◆ Exercise text:
CNN
—
The sweeping tax and spending cuts package that President Donald Trump signed into law on July 4 is expected to leave 10 million more people without health insurance in 2034, according to a Congressional Budget Office estimate released Monday.
The projection reflects last-minute alterations to the Senate legislation that changed the CBO’s prior forecast that 11.8 million more people would be uninsured in a decade. (The Senate version of the “big, beautiful bill” ultimately became the law.)
Just before it approved its version of the bill, the Senate yanked a provision that would have reduced federal Medicaid support for states that use their own funds to provide undocumented residents and others with health insurance similar to Medicaid. The CBO’s prior coverage loss estimate included 1.4 million people in such state programs.
Separately, the CBO has projected that an additional 5.1 million more people would be uninsured in 2034 due to the expiration of the enhanced Affordable Care Act premium subsidies that are set to lapse at year’s end, as well as a rule proposed by the Centers on Medicare and Medicaid Services governing Obamacare enrollment and eligibility. (The rule has since been changed and finalized, but CBO has yet to update that part of its estimate.)
Although the CBO’s latest estimate did not break down the impact of different provisions in the law, it previously provided details of the House-passed version, which has some differences.
The Medicaid provisions are expected to drive the most loss in coverage by far. Some 7.8 million more people would be uninsured in 2034 due to the changes, with 4.8 million of them being affected by the addition of work requirements for many low-income adult enrollees who gained coverage under Medicaid expansion, according to the CBO’s review of the House bill.
(The final law extends the requirement to work, volunteer, enroll in classes or attend job training for at least 80 hours a month to parents of children ages 14 and older. The House bill exempted parents of dependent children.)
Other Medicaid provisions that are expected to result in coverage loss include requiring more frequent eligibility reviews of Medicaid expansion enrollees, delaying implementation of two Biden administration enrollment and eligibility rules, and barring states from levying new or increased taxes on health care providers, according to the CBO’s review of the House bill. (The final law also reduces the cap on provider taxes in expansion states.)
The CBO estimate released Monday reaffirmed its earlier forecast that the mega-package is expected to increase the deficit by $3.4 trillion over the next decade when compared with current law, under which the individual income tax provisions of the 2017 tax cuts law would have expired at year’s end.

◆ Given information:
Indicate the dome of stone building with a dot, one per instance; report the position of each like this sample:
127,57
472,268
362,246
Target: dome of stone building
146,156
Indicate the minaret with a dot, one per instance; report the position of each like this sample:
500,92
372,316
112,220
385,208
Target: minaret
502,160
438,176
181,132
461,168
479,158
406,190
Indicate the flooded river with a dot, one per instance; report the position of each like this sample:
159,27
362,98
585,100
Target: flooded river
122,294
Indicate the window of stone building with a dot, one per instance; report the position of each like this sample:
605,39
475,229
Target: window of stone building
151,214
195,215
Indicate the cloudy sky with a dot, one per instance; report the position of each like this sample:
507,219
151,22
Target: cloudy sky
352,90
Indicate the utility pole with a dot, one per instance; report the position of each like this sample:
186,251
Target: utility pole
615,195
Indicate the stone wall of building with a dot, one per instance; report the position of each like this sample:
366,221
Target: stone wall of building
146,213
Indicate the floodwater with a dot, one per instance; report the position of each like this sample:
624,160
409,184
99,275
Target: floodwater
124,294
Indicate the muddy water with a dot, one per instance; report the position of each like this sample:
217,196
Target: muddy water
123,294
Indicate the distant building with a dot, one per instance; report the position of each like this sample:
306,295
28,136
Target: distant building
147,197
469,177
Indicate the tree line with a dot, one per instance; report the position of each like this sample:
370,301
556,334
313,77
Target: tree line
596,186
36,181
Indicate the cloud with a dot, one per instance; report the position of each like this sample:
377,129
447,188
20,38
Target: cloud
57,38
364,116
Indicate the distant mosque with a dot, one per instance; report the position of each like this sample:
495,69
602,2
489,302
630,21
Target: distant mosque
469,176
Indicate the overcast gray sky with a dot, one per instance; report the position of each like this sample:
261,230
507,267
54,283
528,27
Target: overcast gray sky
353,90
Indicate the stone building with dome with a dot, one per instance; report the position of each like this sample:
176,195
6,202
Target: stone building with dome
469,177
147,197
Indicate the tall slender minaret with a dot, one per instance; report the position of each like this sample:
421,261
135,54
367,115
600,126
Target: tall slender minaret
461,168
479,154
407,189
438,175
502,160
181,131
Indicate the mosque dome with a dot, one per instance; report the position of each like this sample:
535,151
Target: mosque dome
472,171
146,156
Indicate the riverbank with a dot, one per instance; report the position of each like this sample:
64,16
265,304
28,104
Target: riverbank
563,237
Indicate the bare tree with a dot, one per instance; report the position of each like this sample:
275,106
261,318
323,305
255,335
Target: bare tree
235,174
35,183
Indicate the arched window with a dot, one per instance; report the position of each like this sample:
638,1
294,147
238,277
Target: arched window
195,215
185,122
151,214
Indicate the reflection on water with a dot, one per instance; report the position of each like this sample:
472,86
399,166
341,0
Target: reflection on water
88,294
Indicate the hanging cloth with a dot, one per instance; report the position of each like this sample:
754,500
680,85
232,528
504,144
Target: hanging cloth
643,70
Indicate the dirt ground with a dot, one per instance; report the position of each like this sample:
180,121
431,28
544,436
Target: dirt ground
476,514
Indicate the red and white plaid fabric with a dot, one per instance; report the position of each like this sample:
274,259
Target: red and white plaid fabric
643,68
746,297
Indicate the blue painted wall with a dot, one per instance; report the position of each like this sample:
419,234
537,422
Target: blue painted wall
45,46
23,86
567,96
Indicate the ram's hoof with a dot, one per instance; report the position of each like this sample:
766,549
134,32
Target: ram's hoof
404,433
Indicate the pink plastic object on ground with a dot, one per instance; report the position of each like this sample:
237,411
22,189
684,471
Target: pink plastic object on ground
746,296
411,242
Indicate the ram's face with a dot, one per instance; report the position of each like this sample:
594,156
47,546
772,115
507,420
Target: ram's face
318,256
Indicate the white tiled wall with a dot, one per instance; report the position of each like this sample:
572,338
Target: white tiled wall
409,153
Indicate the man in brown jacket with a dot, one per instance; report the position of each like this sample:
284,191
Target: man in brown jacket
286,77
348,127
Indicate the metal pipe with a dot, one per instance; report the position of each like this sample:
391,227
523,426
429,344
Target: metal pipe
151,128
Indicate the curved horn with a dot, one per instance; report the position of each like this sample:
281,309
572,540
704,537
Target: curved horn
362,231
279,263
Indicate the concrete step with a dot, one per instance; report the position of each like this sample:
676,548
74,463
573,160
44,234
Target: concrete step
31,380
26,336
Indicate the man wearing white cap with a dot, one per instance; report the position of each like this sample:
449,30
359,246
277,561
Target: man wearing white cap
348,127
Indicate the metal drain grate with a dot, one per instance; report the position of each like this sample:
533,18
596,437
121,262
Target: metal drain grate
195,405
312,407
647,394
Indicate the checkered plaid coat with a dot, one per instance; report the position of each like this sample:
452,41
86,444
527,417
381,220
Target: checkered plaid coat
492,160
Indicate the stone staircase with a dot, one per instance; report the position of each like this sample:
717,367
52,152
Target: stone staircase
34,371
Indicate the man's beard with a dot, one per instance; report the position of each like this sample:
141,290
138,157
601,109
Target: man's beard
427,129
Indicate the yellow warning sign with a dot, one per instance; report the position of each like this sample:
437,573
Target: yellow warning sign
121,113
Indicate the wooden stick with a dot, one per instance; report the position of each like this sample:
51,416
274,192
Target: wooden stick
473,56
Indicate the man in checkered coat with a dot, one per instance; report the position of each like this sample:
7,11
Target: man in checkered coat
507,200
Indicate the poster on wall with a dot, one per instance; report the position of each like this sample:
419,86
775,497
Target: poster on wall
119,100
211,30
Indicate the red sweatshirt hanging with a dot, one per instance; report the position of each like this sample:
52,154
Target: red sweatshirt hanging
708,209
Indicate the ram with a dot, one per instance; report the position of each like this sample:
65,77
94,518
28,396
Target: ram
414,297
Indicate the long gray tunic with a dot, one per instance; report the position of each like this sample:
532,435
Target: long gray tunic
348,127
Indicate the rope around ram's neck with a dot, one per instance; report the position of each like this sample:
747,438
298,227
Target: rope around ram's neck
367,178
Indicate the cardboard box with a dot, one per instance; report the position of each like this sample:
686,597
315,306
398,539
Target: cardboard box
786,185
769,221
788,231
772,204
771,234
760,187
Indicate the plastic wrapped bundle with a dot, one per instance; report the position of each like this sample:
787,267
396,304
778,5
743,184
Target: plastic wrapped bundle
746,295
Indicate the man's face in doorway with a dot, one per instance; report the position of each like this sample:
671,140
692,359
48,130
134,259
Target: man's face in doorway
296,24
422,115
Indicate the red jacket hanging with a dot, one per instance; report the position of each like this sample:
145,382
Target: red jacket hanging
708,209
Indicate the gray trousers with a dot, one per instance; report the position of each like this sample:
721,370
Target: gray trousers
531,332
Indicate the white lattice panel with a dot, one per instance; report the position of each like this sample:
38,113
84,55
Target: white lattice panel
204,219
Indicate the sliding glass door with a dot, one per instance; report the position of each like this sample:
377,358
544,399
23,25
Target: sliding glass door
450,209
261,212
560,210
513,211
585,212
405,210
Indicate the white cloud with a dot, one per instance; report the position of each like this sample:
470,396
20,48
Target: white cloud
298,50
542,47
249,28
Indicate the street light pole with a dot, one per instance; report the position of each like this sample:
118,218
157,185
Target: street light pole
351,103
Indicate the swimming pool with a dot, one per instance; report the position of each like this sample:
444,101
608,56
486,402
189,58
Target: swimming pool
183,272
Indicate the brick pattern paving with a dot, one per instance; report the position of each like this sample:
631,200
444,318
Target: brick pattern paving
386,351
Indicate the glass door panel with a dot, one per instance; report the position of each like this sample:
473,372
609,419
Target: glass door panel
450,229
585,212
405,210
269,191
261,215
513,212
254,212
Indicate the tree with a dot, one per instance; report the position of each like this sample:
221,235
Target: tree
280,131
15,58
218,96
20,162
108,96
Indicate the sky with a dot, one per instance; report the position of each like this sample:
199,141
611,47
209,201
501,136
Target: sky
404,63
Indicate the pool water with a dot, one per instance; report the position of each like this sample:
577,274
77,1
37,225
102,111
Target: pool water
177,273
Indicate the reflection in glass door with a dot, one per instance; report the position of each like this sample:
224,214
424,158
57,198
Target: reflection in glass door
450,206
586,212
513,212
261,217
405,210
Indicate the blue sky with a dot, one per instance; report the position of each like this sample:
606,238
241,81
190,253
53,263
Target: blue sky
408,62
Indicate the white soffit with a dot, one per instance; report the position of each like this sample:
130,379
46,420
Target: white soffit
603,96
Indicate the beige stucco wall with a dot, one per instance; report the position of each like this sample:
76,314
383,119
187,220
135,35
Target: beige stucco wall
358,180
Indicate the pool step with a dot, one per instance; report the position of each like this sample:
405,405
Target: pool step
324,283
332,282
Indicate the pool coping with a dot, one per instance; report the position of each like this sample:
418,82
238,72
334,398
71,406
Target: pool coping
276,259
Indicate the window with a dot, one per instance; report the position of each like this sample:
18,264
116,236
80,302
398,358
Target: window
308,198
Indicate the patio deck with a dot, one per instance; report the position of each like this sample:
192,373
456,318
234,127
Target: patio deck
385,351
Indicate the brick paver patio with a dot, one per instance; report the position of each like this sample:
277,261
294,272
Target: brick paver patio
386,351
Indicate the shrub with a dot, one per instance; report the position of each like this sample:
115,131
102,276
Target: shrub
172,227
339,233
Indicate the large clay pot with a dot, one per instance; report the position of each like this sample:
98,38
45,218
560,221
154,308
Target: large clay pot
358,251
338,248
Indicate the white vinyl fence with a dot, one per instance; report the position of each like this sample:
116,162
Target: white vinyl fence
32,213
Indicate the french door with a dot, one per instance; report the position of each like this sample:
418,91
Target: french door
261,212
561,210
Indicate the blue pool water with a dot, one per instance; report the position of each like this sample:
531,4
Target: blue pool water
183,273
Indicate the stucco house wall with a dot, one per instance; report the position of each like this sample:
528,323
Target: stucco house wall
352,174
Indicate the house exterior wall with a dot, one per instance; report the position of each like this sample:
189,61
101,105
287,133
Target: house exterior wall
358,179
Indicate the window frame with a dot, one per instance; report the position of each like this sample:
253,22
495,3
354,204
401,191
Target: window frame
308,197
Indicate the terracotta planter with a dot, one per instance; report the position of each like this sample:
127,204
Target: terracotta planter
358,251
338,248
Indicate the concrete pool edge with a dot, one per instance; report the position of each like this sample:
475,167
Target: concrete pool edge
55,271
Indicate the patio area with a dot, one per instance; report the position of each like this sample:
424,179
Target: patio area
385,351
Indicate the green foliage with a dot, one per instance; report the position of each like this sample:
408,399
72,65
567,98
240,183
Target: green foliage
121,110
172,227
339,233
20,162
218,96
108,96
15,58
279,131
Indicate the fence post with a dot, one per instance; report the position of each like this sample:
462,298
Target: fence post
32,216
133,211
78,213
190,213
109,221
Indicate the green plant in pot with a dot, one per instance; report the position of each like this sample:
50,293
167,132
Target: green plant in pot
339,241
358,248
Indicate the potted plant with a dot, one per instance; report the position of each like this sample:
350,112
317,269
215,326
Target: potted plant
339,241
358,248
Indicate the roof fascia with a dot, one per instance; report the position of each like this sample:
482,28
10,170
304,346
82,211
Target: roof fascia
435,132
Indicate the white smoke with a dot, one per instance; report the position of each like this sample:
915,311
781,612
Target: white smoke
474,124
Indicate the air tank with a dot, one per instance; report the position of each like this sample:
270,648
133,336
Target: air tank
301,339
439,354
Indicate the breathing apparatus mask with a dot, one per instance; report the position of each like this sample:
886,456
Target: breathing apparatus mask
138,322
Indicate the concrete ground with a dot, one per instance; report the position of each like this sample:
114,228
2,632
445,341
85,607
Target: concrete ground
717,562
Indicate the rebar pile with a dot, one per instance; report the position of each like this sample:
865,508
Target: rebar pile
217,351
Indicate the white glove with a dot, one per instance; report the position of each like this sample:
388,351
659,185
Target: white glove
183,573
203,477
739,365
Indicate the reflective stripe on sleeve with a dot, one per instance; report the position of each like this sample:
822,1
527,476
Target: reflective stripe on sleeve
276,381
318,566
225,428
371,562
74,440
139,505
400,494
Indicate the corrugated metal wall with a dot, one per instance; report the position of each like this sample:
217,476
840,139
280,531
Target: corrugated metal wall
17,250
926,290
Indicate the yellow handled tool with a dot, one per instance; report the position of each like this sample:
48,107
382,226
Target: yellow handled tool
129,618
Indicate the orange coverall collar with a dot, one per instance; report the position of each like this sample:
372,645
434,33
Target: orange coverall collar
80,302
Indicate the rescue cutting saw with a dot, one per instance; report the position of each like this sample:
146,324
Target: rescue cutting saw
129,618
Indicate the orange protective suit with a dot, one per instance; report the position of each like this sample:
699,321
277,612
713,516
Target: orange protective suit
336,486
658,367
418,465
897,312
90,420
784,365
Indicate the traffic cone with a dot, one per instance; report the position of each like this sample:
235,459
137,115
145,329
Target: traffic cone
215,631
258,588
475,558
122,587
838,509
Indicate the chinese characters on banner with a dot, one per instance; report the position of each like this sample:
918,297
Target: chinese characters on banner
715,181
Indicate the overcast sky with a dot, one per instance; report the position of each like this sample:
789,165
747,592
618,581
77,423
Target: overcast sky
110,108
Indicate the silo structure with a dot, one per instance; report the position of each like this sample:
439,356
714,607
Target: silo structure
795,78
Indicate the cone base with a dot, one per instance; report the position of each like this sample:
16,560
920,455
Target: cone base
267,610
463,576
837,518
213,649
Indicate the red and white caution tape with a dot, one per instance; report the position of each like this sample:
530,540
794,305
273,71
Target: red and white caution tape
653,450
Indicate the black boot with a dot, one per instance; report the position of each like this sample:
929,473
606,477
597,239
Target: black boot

◆ What is required: In the tax and spending law article, by how much does the Congressional Budget Office expect the package to increase the deficit over the next decade?

◆ Result of the task: $3.4 trillion